Required task → Starting at the line that contains "FIND: pinstripe sleeve" and ending at the last line of the items, turn those lines into a JSON list of strings, one string per line, leaving out blank lines.

------------------------

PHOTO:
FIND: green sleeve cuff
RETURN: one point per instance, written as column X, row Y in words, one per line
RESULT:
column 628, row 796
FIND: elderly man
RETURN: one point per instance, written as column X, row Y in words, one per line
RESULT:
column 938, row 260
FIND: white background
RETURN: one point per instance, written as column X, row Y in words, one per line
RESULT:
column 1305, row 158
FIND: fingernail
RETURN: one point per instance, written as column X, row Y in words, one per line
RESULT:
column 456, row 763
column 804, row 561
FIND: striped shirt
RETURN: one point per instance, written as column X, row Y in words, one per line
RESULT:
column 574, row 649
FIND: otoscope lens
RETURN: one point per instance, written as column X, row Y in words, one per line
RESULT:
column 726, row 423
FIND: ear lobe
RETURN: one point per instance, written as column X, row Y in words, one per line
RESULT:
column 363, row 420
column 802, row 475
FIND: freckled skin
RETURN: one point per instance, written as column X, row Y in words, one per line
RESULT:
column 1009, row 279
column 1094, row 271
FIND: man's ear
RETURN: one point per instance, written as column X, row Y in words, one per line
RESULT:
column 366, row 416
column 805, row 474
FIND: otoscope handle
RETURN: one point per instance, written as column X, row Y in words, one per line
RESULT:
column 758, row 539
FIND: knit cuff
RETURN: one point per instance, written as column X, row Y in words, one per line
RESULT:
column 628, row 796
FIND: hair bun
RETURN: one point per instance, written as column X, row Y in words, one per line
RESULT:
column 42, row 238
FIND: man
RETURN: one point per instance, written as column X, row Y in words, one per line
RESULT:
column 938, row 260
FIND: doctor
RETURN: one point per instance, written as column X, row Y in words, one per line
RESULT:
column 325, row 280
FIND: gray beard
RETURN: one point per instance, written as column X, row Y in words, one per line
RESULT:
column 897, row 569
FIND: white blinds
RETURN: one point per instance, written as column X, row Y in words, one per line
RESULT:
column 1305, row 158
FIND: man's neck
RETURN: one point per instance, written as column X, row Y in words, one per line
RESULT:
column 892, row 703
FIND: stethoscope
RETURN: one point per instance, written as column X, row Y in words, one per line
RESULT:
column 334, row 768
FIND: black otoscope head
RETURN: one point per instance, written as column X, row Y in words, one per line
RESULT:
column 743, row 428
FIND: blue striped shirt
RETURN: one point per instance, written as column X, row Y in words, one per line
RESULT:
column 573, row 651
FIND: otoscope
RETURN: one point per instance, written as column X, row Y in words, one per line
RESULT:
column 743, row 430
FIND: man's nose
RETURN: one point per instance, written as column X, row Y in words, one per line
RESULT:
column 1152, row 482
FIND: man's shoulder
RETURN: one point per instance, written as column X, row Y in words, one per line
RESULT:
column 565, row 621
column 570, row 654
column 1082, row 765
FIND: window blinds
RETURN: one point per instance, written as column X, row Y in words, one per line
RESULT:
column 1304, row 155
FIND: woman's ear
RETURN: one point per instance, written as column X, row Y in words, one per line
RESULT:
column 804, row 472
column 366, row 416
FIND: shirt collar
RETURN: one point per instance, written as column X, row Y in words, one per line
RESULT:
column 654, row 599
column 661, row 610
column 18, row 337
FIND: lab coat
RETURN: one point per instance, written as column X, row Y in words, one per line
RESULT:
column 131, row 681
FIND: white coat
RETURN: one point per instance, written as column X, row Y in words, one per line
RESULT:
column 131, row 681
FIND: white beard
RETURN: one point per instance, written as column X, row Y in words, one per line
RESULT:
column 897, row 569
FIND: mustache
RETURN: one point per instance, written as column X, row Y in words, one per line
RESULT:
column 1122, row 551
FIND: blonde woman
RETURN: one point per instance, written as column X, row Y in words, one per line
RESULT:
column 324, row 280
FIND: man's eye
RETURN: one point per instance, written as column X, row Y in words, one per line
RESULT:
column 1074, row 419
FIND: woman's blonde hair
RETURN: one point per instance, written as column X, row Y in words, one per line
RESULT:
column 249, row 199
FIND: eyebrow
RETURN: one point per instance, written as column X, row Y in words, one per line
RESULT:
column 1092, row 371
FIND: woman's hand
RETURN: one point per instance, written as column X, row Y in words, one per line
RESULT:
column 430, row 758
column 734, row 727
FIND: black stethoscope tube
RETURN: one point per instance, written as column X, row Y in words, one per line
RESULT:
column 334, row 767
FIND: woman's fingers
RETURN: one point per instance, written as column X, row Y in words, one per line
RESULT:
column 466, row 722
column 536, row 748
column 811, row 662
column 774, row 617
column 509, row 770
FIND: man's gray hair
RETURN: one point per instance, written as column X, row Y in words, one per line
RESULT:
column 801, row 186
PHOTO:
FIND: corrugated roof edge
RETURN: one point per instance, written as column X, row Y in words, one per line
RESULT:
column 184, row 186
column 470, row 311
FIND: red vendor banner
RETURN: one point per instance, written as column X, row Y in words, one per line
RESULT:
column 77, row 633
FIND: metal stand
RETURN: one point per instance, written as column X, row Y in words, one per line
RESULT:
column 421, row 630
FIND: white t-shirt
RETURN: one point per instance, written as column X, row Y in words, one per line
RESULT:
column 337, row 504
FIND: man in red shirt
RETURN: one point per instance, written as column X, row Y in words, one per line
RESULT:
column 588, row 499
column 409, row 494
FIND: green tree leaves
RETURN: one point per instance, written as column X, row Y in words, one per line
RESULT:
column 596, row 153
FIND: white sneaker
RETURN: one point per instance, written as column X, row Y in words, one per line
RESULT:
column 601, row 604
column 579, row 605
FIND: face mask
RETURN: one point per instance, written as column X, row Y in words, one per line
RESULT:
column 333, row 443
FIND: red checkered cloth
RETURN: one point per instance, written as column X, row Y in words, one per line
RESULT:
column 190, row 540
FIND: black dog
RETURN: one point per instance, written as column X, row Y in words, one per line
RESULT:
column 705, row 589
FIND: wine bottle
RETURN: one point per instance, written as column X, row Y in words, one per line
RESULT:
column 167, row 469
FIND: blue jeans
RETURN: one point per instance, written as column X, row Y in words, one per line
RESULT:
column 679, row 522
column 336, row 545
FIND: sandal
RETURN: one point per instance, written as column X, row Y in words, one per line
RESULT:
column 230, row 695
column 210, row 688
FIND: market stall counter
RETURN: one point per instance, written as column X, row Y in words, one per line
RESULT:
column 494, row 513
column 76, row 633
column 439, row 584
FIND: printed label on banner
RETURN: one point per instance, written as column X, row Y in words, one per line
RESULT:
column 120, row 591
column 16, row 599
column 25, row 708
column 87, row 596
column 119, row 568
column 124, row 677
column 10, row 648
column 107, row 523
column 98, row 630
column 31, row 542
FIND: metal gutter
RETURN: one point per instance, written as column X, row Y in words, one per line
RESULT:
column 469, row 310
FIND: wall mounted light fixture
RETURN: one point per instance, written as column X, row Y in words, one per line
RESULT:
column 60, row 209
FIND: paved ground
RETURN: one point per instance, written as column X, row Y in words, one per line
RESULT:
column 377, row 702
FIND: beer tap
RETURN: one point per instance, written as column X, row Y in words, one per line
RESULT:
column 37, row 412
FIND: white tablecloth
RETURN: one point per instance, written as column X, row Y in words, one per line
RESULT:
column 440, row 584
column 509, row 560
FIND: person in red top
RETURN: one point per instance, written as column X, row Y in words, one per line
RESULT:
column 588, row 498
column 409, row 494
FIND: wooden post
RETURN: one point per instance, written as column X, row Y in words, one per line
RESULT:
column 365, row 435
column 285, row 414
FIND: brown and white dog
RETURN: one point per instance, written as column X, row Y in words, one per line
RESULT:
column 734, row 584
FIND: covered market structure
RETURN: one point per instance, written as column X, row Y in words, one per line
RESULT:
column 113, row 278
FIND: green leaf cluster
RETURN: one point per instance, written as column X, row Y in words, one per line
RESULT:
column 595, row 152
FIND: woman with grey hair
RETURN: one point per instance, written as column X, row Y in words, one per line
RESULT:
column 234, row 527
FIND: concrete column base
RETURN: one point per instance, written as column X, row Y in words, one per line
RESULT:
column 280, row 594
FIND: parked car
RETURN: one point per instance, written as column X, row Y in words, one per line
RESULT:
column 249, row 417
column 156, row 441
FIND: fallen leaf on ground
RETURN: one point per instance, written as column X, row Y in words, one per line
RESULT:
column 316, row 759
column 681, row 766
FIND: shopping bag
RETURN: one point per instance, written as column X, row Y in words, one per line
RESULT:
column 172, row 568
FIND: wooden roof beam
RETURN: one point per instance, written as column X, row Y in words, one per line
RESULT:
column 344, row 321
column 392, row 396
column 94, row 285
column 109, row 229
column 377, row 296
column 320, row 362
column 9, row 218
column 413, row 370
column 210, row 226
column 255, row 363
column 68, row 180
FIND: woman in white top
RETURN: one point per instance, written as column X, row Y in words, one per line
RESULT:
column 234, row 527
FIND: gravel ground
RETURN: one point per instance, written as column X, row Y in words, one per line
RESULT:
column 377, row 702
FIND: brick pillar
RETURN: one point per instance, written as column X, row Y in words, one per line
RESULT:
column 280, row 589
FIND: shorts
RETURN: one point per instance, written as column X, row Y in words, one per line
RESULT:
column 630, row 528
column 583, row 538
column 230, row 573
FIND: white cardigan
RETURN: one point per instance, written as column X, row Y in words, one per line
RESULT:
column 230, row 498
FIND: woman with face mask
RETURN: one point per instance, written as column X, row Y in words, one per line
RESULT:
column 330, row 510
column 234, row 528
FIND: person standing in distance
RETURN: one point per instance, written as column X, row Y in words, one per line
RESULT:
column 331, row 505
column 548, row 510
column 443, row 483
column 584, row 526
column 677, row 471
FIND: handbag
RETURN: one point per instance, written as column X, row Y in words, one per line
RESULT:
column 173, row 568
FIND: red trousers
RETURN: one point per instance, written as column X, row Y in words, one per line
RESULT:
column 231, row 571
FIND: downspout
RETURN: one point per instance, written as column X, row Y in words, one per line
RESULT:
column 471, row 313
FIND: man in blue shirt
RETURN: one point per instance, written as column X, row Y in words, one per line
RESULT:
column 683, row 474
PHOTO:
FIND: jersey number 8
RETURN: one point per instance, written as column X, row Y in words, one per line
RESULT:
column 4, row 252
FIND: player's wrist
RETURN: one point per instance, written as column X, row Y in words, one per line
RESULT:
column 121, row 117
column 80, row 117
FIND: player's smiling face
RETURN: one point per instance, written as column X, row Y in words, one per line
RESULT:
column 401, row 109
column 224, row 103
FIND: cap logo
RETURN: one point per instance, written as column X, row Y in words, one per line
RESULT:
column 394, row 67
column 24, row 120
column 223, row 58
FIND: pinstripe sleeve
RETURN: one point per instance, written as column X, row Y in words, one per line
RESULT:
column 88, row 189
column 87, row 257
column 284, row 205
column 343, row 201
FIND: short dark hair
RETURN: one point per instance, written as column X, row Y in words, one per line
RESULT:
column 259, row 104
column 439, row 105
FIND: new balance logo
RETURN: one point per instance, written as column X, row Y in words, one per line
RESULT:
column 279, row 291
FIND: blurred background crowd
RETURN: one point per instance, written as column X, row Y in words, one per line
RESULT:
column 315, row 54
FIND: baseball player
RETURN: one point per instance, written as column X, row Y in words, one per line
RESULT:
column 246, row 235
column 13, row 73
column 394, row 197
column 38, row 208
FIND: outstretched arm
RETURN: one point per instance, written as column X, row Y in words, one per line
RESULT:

------------------------

Reply →
[
  "FIND: pinstripe sleeve",
  "RETURN: one point per instance, written as column X, row Y in words, one per line",
  "RESULT:",
  "column 88, row 189",
  "column 87, row 257",
  "column 284, row 205",
  "column 343, row 201",
  "FIND: short dark hair",
  "RETURN: one point per instance, written as column X, row Y in words, one per line",
  "RESULT:",
  "column 259, row 104",
  "column 439, row 105",
  "FIND: new balance logo",
  "RETURN: one point per instance, written as column X, row Y in words, one per line",
  "RESULT:",
  "column 279, row 291",
  "FIND: blurred background crowd",
  "RETURN: one point per instance, written as column X, row Y in words, one per line",
  "RESULT:",
  "column 315, row 54",
  "FIND: baseball player",
  "RETURN: one point per instance, written as column X, row Y in words, one per line",
  "RESULT:",
  "column 246, row 235",
  "column 13, row 73",
  "column 394, row 197",
  "column 38, row 208",
  "FIND: outstretched arm",
  "RETURN: one point per instance, written as column X, row Y in words, one per line",
  "RESULT:"
]